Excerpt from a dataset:
— BEGIN —
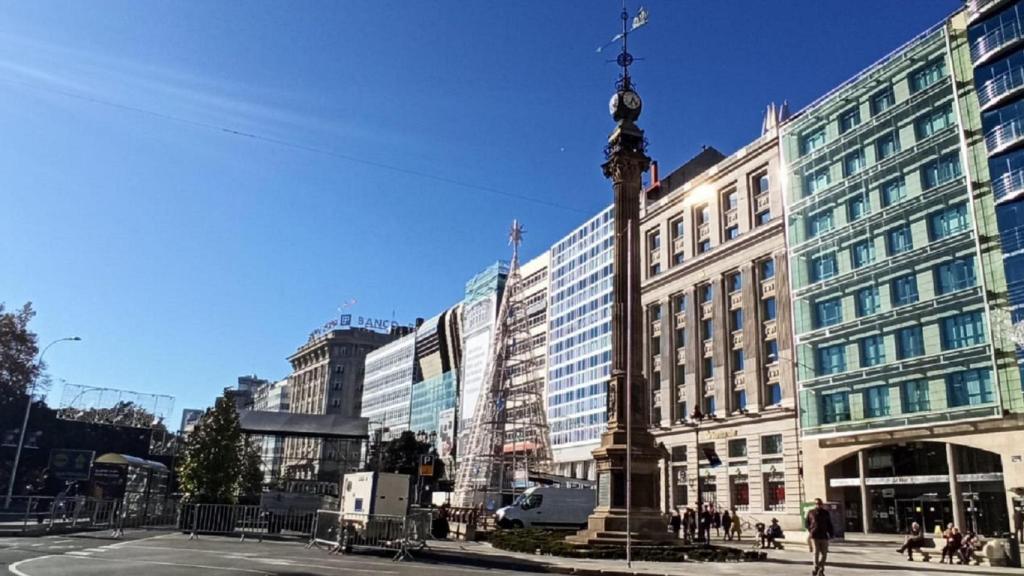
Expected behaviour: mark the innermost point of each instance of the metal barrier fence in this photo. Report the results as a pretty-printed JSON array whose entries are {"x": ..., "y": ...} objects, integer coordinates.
[
  {"x": 245, "y": 521},
  {"x": 346, "y": 534},
  {"x": 33, "y": 515}
]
— END —
#### [DIRECTIONS]
Using the data above, print every line exactly, omitting pictures.

#### [EXPECTED ANSWER]
Expected behaviour: mark the innermost point of each instance of the metal barrier fence in this photo. Report the results as a pretty-printed JSON array whose entries are {"x": ..., "y": ...} objects, integer coordinates.
[
  {"x": 245, "y": 521},
  {"x": 346, "y": 534},
  {"x": 33, "y": 515}
]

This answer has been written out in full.